# Set task 1
Print the part of the listing that begins at the line containing "blue sign, like" and stops after the line containing "Target: bench", with both of those lines included, reproducing each line without changes.

# Document extract
⁂
Because of liberalization in the industrial, services and agricultural sectors, many developing countries face dislocation of local industries, products and services as these are generally small- or medium-sized and, therefore, are unable to compete with larger multinationals or foreign companies that are able to market cheaper imports due to economies of scale.

Developed countries and the special interests within them have campaigned for the globalization agenda over the years. They have pushed for open markets for their industrial goods in poor countries but have, just the same, maintained their own protectionist systems, especially on agricultural products• from the point of view of the have-nots, the current levels of protectionism in developed countries are scandalous.

For instance, OECD member-countries reportedly spend over us$350 billion every year to protect their agriculture sectors -- or almost us$ one billion each day -- far more than the total us$50 billion devoted to development assistance to poor countries. In their mistaken belief that "one-size fits all" and their unrelenting focus on economic growth and financial stability, multilateral institutions and donor countries have imposed conditionality that are beyond the capability of poor countries to handle.

On the other hand, in their desire to accelerate domestic sufficiency and economic growth, many developing countries have embraced liberalization -- unsuspecting of its pitfalls and certain rules of the game definitely not to their favor. Their insufficient institutional capacities have been compounded by abusive or incompetent governance, a sheer lack of resources, or a combination of all these.

Human security and international terrorism

The inequity and the unfairness of it all have led to civil wars, insurgency, ethnic cleansing, violent crimes, strong-man regimes, international terrorism -- a virtual explosion of threats to human security -- whose dimensions may have been neglected or overlooked in the quest for globalization, and whose inescapable result is increasing poverty.

At the beginning of the 20th century, people seemed to believe that the growth of economic interdependence, technological progress and social connectivity would bring about future decades of peace and security. Tragically, the 20th century turned out to be one of the bloodiest centuries in human experience.

UNDP's human development report for 1993 (hdr-1993) states that "human security reflects a condition that recognizes the centrality of basic human rights, human capabilities, human development and their links to world peace and stability." Human security means protecting people from critical and pervasive threats and situations. It involves creating political, social, environmental, economic, cultural and public safety systems that together give people the building blocks for survival, livelihood and dignity in their hopes for a better quality of life.

The twin goals of " peace and development" probably describe best mankind's immediate as well as long-term aspirations. On the other hand, a new dimension of development -- which is human security -- has emerged, as advocated by Sadako Ogata, former UN High Commissioner for Refugees, and Amartya Sen, Nobel Prize awardee for development economics.

According to them, human security is concerned with safeguarding and expanding people's vital freedoms. It partakes both of protecting people from critical and pervasive threats and of empowering people to take charge of their own lives. Protection refers to the norms, policies and institutions essential to shield people and requires governments to exercise "top-down" vigilance, especially in insuring the rule of law, democratic governance and public safety.
⁂
# Extracted material
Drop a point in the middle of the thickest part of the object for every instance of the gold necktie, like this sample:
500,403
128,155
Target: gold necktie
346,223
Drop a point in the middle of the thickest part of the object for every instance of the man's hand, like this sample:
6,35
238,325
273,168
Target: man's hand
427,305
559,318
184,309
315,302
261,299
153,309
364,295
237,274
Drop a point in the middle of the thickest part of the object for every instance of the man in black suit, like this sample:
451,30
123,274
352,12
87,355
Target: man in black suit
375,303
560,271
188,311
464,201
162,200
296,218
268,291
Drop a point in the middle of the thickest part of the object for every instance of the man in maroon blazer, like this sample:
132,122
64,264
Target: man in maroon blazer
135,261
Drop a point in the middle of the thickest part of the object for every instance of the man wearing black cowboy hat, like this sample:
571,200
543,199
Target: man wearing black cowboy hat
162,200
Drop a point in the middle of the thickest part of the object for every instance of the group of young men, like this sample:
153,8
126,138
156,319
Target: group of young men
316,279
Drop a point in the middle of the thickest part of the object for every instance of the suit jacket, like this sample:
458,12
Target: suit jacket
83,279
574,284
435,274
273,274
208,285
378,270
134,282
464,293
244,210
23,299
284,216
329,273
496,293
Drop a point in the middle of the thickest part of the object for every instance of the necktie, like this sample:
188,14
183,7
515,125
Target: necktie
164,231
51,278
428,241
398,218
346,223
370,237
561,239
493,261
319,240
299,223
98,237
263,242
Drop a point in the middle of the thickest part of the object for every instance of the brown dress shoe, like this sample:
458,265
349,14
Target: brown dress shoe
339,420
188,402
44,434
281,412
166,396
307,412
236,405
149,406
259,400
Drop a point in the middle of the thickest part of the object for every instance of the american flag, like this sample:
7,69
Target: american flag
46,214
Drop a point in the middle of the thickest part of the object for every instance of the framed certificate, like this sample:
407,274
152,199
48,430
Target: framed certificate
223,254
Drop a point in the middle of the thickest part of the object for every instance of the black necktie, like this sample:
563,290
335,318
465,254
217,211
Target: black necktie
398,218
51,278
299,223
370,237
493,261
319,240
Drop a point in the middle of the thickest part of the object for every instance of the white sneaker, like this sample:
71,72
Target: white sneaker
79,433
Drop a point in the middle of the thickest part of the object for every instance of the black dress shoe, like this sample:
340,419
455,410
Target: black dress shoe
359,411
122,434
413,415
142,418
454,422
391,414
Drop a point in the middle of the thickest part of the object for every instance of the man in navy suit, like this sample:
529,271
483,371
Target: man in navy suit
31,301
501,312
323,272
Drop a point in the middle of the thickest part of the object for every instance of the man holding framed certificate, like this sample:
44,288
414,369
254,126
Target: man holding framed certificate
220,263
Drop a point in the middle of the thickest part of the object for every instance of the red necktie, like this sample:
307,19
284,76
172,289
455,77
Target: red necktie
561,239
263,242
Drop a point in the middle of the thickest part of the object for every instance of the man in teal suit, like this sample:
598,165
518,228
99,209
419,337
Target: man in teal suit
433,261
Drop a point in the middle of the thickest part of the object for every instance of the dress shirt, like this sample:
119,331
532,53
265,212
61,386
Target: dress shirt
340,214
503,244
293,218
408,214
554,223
⁂
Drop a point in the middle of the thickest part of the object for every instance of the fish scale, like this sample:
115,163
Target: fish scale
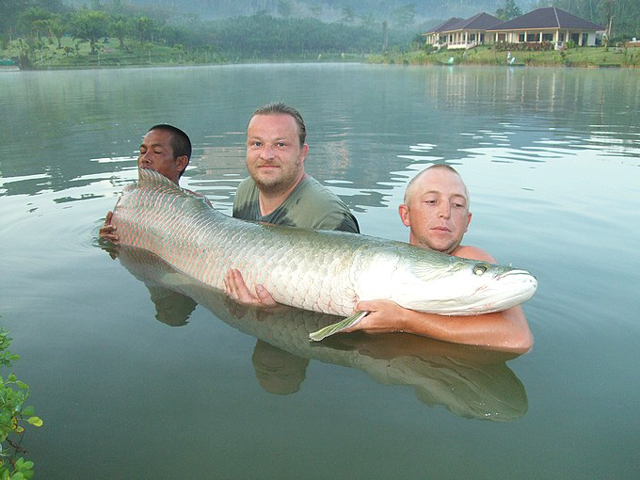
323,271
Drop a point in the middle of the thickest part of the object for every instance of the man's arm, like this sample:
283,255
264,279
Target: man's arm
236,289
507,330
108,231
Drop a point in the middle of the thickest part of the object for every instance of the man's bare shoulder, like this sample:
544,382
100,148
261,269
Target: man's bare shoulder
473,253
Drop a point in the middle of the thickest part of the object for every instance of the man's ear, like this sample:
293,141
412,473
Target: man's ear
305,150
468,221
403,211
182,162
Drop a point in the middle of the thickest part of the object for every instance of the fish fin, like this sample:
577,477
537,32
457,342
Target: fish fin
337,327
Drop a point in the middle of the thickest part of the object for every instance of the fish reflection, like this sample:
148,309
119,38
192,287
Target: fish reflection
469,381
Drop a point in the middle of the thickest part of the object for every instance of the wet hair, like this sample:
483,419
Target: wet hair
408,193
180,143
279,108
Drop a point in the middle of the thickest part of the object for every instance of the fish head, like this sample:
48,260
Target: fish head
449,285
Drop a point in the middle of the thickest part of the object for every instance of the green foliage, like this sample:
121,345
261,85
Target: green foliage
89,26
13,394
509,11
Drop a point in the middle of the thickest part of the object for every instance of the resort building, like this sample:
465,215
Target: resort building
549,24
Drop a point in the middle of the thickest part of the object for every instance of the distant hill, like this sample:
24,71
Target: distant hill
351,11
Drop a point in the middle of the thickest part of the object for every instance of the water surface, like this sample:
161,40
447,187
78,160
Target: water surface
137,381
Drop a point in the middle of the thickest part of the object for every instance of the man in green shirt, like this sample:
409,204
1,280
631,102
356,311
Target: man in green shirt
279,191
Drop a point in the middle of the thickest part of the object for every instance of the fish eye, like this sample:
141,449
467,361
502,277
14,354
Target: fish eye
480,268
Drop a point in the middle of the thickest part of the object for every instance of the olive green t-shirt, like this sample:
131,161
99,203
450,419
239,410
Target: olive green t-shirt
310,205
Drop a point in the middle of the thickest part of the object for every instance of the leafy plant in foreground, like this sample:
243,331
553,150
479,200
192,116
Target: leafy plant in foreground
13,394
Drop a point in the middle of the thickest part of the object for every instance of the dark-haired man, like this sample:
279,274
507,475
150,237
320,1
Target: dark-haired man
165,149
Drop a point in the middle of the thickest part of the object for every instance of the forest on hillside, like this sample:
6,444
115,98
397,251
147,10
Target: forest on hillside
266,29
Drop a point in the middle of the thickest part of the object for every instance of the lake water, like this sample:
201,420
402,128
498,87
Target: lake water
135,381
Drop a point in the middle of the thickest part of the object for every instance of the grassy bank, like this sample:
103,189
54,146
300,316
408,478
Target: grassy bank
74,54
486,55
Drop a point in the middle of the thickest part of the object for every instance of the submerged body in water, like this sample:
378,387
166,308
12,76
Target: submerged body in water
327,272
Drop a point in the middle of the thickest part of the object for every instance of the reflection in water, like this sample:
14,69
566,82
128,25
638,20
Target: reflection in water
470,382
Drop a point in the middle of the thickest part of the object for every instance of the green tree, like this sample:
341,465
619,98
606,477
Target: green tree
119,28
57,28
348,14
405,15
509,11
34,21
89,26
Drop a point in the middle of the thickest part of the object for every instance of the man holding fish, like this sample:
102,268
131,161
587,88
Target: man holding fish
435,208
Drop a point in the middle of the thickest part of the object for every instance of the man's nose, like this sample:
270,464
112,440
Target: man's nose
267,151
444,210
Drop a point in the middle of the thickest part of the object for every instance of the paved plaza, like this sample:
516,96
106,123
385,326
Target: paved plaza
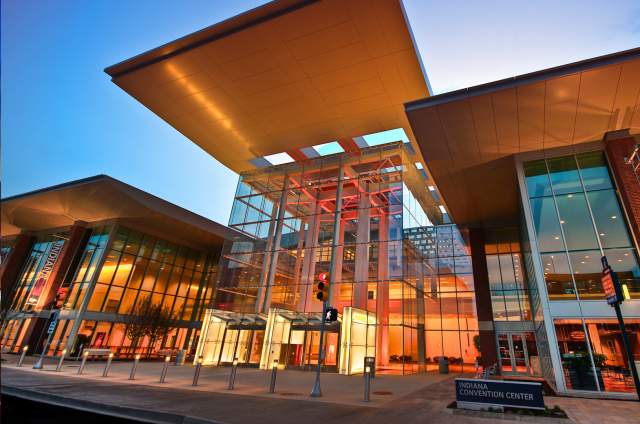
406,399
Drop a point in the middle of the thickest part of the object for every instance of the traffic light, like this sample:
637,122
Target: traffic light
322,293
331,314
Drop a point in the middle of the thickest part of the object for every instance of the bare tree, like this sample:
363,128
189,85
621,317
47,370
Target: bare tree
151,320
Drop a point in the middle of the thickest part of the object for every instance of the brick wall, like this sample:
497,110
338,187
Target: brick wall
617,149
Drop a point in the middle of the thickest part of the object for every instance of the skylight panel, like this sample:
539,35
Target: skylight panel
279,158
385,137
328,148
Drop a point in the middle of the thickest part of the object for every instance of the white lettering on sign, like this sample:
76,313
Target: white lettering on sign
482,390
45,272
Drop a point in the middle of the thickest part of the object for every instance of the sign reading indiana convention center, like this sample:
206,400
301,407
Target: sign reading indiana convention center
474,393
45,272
⁂
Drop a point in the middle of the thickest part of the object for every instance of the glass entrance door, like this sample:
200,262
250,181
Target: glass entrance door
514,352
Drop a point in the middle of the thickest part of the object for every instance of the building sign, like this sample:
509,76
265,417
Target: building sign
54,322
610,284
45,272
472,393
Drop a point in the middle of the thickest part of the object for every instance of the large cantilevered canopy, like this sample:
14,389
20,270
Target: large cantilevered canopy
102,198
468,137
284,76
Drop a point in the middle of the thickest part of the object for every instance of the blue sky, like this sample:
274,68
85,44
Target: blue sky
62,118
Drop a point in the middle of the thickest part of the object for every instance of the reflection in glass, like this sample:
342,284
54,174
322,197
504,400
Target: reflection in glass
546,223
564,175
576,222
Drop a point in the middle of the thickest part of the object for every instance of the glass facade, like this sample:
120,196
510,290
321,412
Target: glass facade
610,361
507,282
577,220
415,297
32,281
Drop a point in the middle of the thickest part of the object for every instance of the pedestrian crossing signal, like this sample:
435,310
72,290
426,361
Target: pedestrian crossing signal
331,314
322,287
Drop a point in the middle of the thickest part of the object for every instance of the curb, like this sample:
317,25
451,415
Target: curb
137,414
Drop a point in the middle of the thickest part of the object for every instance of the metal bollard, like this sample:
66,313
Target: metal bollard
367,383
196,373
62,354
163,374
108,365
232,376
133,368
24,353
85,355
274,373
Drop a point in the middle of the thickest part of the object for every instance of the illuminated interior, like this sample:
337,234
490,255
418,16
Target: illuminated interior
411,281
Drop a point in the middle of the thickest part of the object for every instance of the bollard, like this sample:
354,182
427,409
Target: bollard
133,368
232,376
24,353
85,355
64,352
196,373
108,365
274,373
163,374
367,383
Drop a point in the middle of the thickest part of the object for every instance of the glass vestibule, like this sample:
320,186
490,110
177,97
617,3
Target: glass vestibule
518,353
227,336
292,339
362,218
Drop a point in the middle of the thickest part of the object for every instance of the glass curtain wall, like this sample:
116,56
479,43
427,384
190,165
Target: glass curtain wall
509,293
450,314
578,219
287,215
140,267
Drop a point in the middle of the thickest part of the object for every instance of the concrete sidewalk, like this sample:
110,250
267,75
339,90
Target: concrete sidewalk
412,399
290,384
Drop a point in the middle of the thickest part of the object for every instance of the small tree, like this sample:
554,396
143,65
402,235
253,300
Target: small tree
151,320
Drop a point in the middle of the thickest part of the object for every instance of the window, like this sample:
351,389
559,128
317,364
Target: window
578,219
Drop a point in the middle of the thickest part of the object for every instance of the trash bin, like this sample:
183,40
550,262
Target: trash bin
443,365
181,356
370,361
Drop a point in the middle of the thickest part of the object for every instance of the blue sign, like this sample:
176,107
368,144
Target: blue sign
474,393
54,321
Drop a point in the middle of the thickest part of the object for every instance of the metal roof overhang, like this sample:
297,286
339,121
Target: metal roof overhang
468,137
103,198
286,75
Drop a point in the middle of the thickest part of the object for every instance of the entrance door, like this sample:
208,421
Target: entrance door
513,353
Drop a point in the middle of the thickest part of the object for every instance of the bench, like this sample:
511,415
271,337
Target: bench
⁂
# Set task 2
In the passage on globalization and human security, translate this sentence into Spanish: "Human security means protecting people from critical and pervasive threats and situations."

# Finished answer 1
Drop a point in the middle of the thickest part of the object for every instance of the blue sign, like this sample:
176,107
368,144
Target: blue sign
474,393
54,321
Drop a point in the middle of the thickest part of the object for every instance of the metal roof overhang, like this sample:
297,286
339,121
Target: metal roof overhang
468,137
103,198
286,75
Drop a point in the middle of the thickest part of the object for every instance of the entrance door, like this sample:
208,421
Target: entrance door
513,353
Drop a point in the middle of the thickest part of the object for every instance of the bench, like this sample:
511,415
271,337
Target: bench

# Finished answer 2
La seguridad humana significa proteger a las personas de amenazas y situaciones críticas y generalizadas.